### Given instruction A
Reproduce verbatim everything in the forum thread from "I want to parse" down to "any better solution?".

How to parse html with saxparser (or other solution)

by tlegras » Sun, 03 Jan 2010 00:22:24 GMT

 Happy new year world :)

I want to parse an html page downloaded from a web server and have
pretty much trouble with that.
I am trying with saxparser, is there any better solution?

With sax i am trying to preprocess the page to make it xml compliant
(replace <br> with <br />), but i still have some troubles because of
errors in the page (a couple of mismatched tags and "&" in attributes
value iso &amp;).

Is there any way to make sax parser ignore these errors and keep on
parsing? i tryed to use ErrorHandler interface, but i could not catch

Any help would be welcome.


How to parse html with saxparser (or other solution)

by Kumar Bibek » Sun, 03 Jan 2010 00:37:06 GMT

 I guess you need to use a special HTML parse. Since, HTML pages are
not well-formed and are not XML compliant, using an XML parser will
not serve your purpose.

Search for any third party libraries.

Thanks and Regards,
Kumar Bibek


How to parse html with saxparser (or other solution)

by tlegras » Sun, 03 Jan 2010 02:37:01 GMT

 ok thanks i am trying nekohtml and currently trying to make it run but
with the minimal sample code (so using only provided
xercesMinimal.jar) i got this exception in my parse() function:

E/AndroidRuntime(  765): Uncaught handler: thread Thread-10 exiting
due to uncaught exception
E/AndroidRuntime(  765): java.lang.ExceptionInInitializerError
E/AndroidRuntime(  765):        at org.cyberneko.html.HTMLScanner
E/AndroidRuntime(  765):        at
E/AndroidRuntime(  765):        at
E/AndroidRuntime(  765):        at
E/AndroidRuntime(  765):        at
E/AndroidRuntime(  765): Caused by: java.lang.IllegalStateException:
Failed to create XercesBridge instance
E/AndroidRuntime(  765):        at
E/AndroidRuntime(  765):        at

Still invistigating, I will give feedback.



How to parse html with saxparser (or other solution)

by tlegras » Sun, 03 Jan 2010 19:44:40 GMT

 ok i got it. it seems the problem is that their xercesMinimal.jar does
not work. it tried it in a non android java project and had the same
problem. with the full xerces jar i can parse my html page even it has
several errors in it. Too bad the full xerces jar is 1.2Mo :(
Seems like a bug from nekohtml, i will repport in their mailing list.


How to parse html with saxparser (or other solution)

by jwei512 » Mon, 04 Jan 2010 14:52:29 GMT

 Another one you could try is HTML Cleaner (http://

I've made a few applications already that references this library and
it even supports XPATH to parse the HTML source

If you'd like to see some code snippets then let me know and I can
show you some.

- jwei 


How to parse html with saxparser (or other solution)

by tlegras » Mon, 04 Jan 2010 16:04:03 GMT

 Now nekohtml is working very fine for me so i probably won't change :)
But thank you for the link, it is a goldmine :) I found the
documentation miss such snippets.

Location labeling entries

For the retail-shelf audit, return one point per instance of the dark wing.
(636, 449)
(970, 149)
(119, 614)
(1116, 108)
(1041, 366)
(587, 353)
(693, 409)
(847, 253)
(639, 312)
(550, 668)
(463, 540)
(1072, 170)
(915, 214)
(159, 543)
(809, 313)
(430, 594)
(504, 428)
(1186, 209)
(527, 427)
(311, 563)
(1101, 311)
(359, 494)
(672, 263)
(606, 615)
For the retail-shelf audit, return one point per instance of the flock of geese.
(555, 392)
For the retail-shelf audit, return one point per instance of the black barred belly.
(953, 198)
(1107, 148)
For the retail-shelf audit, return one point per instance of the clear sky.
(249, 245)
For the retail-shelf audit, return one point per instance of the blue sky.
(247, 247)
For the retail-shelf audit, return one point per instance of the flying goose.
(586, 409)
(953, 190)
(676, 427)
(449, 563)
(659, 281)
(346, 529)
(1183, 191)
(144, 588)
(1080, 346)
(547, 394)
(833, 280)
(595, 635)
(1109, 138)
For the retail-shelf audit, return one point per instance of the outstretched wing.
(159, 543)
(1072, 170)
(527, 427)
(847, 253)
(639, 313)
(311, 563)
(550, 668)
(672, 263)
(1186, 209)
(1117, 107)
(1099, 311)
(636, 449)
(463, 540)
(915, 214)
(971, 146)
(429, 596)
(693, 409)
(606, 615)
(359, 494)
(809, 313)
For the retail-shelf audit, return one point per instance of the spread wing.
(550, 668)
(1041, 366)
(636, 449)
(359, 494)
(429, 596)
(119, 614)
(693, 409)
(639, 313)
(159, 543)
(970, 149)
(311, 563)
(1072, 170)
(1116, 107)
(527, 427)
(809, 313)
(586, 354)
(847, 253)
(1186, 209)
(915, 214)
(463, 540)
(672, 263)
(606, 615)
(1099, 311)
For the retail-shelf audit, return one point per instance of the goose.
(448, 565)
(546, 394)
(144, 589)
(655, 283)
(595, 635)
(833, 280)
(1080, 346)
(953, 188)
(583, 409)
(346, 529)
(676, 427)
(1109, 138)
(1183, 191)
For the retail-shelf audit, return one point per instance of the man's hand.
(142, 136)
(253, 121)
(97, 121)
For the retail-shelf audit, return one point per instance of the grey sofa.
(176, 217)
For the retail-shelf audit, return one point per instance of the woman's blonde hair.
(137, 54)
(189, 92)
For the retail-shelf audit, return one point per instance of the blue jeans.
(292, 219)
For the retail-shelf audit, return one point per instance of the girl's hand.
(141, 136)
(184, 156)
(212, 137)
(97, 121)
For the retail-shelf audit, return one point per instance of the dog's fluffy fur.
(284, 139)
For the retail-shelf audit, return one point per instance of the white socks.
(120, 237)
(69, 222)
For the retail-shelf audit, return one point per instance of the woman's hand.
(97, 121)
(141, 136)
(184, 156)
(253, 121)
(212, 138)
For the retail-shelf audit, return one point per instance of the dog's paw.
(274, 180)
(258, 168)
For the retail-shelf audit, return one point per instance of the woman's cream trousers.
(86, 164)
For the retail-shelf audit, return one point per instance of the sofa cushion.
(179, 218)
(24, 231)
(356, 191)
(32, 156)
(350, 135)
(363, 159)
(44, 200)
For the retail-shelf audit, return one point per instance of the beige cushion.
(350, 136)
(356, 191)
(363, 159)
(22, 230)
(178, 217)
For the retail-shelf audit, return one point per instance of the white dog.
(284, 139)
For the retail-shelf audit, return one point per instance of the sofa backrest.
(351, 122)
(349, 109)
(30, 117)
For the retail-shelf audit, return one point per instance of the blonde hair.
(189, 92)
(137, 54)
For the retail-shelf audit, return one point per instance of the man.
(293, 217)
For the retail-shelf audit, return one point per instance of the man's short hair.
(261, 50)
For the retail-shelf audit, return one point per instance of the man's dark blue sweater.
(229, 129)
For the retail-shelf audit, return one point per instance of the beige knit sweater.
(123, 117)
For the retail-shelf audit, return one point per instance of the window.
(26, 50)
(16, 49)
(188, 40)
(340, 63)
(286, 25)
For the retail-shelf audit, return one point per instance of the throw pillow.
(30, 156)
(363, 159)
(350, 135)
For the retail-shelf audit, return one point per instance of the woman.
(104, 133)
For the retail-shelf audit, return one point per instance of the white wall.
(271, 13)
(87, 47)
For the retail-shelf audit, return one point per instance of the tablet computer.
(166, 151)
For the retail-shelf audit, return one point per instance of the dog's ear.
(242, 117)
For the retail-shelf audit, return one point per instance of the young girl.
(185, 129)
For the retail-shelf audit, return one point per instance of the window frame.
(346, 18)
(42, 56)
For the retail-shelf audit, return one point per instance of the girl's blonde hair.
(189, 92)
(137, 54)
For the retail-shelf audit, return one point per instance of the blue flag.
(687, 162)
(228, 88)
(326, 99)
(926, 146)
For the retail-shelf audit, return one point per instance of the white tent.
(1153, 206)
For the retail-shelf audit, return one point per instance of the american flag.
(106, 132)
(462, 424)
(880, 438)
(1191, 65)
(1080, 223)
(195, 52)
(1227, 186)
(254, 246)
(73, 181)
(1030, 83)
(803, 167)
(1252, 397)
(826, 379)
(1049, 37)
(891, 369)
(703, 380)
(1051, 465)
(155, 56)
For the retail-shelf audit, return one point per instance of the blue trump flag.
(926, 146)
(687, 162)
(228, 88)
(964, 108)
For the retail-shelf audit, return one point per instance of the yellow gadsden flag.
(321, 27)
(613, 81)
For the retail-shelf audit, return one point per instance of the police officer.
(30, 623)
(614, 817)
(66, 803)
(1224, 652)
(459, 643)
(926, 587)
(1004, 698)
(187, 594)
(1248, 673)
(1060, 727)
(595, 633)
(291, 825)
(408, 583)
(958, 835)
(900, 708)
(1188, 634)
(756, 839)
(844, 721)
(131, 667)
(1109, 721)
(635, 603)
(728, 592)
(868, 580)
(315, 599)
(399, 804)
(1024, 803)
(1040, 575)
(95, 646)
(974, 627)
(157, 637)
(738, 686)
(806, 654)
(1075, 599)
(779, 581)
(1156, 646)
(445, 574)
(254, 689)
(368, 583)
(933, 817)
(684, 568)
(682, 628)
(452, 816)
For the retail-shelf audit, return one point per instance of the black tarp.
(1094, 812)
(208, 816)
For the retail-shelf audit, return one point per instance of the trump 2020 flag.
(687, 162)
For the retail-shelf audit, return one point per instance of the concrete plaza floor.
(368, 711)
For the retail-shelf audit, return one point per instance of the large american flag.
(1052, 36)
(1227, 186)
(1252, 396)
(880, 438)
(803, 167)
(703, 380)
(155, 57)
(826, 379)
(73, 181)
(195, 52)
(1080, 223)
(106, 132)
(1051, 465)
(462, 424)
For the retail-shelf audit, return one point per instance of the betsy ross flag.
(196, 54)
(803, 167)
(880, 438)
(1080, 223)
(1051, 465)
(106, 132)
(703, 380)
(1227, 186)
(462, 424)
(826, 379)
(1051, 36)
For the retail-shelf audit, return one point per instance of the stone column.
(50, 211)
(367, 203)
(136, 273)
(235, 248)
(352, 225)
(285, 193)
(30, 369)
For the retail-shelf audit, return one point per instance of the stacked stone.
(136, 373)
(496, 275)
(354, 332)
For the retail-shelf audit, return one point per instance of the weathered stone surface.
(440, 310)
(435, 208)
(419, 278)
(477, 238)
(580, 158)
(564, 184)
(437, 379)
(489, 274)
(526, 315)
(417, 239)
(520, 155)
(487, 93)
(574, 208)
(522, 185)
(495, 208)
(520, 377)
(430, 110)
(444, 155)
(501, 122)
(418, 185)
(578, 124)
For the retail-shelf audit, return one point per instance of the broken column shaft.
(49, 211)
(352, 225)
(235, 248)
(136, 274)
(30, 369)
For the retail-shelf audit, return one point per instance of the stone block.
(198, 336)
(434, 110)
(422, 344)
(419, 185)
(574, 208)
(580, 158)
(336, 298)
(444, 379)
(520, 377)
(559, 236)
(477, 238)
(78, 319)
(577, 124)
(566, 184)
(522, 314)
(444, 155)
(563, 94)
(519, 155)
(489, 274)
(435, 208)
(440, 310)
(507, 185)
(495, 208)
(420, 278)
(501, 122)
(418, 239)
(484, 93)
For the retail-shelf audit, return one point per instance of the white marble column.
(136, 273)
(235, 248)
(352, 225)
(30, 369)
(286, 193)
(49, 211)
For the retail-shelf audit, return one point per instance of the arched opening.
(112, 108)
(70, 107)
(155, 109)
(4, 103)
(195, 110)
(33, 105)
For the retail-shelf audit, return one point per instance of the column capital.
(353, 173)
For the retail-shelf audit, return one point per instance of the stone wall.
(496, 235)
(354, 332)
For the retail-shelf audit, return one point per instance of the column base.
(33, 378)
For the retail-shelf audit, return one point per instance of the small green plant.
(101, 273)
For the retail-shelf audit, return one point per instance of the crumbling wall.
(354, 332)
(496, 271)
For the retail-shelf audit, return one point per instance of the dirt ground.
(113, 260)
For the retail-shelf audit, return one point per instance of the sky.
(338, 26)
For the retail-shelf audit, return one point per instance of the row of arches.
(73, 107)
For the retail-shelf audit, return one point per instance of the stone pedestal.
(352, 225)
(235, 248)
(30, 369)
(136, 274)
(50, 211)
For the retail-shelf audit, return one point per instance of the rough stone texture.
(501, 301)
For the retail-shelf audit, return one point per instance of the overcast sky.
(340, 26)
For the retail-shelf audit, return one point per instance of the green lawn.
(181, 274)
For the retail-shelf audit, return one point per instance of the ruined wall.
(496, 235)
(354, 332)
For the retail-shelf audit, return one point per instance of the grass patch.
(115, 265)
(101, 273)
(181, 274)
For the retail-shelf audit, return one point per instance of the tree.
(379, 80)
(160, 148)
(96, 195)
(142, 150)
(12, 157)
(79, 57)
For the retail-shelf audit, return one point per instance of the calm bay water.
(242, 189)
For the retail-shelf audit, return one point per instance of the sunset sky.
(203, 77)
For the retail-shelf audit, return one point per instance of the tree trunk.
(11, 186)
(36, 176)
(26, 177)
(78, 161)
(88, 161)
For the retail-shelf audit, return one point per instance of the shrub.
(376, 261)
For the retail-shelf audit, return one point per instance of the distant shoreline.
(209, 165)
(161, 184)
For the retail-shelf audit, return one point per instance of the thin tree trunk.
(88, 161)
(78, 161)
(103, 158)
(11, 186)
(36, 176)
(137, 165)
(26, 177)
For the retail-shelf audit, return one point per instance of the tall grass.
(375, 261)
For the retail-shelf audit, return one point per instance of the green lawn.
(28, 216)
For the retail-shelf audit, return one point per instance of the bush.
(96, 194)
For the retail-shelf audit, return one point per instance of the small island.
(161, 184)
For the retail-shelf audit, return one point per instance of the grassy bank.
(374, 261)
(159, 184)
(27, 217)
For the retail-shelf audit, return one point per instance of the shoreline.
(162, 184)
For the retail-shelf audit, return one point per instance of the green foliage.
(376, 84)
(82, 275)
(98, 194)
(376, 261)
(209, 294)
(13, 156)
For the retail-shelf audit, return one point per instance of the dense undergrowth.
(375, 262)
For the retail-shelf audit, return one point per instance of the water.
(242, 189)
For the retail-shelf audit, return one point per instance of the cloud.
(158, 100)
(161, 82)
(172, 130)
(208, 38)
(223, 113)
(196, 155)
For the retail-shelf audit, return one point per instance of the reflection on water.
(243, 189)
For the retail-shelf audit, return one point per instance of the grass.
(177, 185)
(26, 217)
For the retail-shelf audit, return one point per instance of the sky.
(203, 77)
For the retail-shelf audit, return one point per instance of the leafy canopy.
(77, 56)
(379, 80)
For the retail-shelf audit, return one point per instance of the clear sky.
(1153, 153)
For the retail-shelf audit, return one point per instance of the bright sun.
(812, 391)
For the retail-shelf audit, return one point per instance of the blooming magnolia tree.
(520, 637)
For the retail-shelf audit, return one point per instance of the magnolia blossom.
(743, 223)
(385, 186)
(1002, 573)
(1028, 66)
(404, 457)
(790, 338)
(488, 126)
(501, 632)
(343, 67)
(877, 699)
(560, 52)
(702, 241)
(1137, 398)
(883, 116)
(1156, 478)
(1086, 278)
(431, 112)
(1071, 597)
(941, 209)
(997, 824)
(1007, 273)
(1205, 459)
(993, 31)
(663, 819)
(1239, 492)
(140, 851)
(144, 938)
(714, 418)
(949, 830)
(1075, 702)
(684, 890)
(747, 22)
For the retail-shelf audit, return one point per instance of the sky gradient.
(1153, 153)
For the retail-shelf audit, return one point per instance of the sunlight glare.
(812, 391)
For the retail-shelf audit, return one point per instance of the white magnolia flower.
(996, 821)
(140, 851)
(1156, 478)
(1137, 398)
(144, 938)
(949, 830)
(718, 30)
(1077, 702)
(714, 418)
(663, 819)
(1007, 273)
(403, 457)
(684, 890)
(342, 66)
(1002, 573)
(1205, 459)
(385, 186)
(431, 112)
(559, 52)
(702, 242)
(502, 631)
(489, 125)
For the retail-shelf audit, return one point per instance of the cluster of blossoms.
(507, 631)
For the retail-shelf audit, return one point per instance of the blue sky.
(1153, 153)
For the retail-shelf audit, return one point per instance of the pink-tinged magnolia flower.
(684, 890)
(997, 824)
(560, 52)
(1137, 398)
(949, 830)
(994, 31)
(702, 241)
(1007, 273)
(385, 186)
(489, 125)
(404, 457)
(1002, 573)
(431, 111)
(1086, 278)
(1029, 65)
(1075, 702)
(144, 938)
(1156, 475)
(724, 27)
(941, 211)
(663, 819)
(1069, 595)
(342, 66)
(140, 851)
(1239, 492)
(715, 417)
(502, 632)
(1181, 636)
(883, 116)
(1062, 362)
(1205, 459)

### Given instruction B
List every line of the entries that contains the word "dark".

### Solution A
I want to parse an html page downloaded from a web server and have
pretty much trouble with that.
I am trying with saxparser, is there any better solution?

### Solution B
For the retail-shelf audit, return one point per instance of the dark wing.
For the retail-shelf audit, return one point per instance of the man's dark blue sweater.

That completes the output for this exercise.